Exercise tasks:
a: Answer these questions about the text on THA Group's telehealth work:
(i) In what year did Ellen Bolch first realize how much technology could improve home healthcare?
(ii) Within three years of implementation, THA's readmission rates fell from what percentage to what percentage?
(iii) How much did THA's collaboration with the American Heart Association save a 600-bed medical center in one year?
b: Pick up the text on THA Group's telehealth work after its final sentence and continue it.

------ Text for analysis

In addition to these telehealth strategies, the HCTAA is working on a smartphone app that will help patients find the home health agency that best fits their needs.

One Agency’s Experience
Ellen Bolch, president and CEO of home health agency THA Group, first realized the extent to which technology could improve home healthcare in 2000. When she saw a home telemonitor demonstration at a cardiology conference, she was an instant believer in the technology’s utility. Soon, THA integrated it into its toolkit, and the effect, she said, was rapid and significant.

Within three years of implementation, THA – with its 65-70 percent Medicare-recipient clientele – reduced readmission rates from 35 percent to 20 percent, slashed the number of emergency room visits per home health episode from 20 to 11, and increased patient capacity by nearly 50 percent without adding new nurse care managers.

The company quickly realized, though, that using health devices is just one prong in an overall strategy to keep older patients at home. To provide the best service, she said, home healthcare staff had to become proficient in telehealth.

“Telemonitoring is pretty cool – you can watch over a patient in their home from many miles away,” Bolch said. “However, it is in the critical thinking, judgment, and what a clinician does with telemonitoring tools where we learned how you build a clinical practice around telehealth.”

And, creating an effective telehealth strategy requires buy-in from all parties involved, she said, including patients, physicians and home health agencies. THA created such a system in 2007 through a partnership with a physician group that serves chronic-condition patients in South Carolina and Georgia. In this project, patients – all of whom had been hospitalized at least once in the previous year – agreed to contact their home health provider for assistance rather than the emergency department, and THA committed to responding immediately or facilitating a doctor’s office visit, if necessary, within 24 hours.

The results, especially when benchmarked against a similar New England Journal of Medicine (NEJM) article published at the same time, indicated telehealth can make a significant impact, Bolch said. At the end of six months and 12 months, THA’s participating patients had a 7 percent and 23 percent readmission rate, respectively. Patients from the NEJM study experienced 34 percent and 50 percent readmission rates at three months and 12 months.

“We knew, then, that we were really onto something,” she said, adding that another THA collaboration with the American Heart Association to help congestive heart failure patients saved a 600-bed medical center $4 million in one year.

------------
------ Entries provided

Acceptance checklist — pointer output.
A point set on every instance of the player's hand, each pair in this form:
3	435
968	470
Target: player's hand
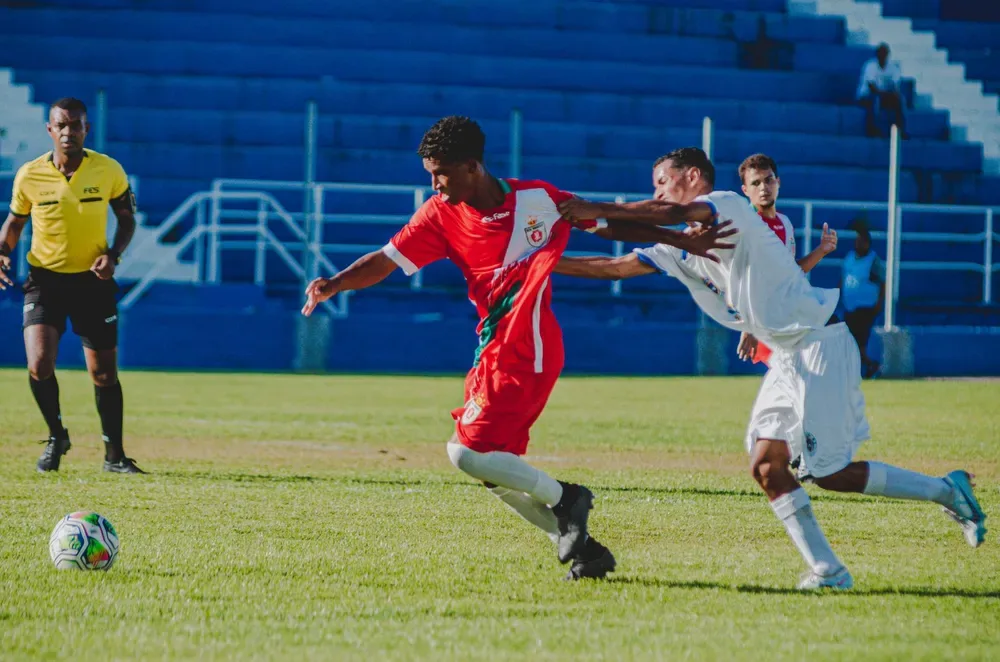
747	349
704	238
5	280
578	209
103	267
828	242
318	291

------------

Responses by task:
a:
(i) 2000
(ii) From 35 percent to 20 percent
(iii) $4 million

b:
Challenges to Home Healthcare Technology Use
Despite the benefits of using technology in home healthcare, the industry still faces challenges to complete implementation. As mentioned earlier, the Affordable Care Act and Meaningful Use requirements provide no monetary incentive for home health agencies to invest in technology strategies. For that reason, agencies have been slow to migrate toward these tools.

However, patients also present additional roadblocks in home health’s march toward a technology revolution. Research from RAND revealed that older home health clients aren’t familiar enough with technology, don’t have enough health literacy to use tools appropriately, or they lack confidence in their ability to effectively self-manage their chronic conditions.

To fix this problem, the RAND report called for payment incentives, as well as for home healthcare technology manufacturers to price products affordably and use clinical effectiveness and cost effectiveness data to prove these tools produce favorable results.

The benefits of using technology to bolster patient independence far outweigh any barriers to implementation, said Teresa Lee, Executive Director of the Alliance for Home Health Quality and Innovation. They play a critical role in fulfilling the home healthcare industry’s main mission – bolstering patient health and enabling them to stay at home.

“There are many challenges to implementing technology in home health well – it’s a decision you want to enter into confidently,” Lee said. “Most definitely, technology is a critical tool to put in place to solve key issues. It truly makes a difference in improved patient outcomes as opposed to putting patients back into an institution.”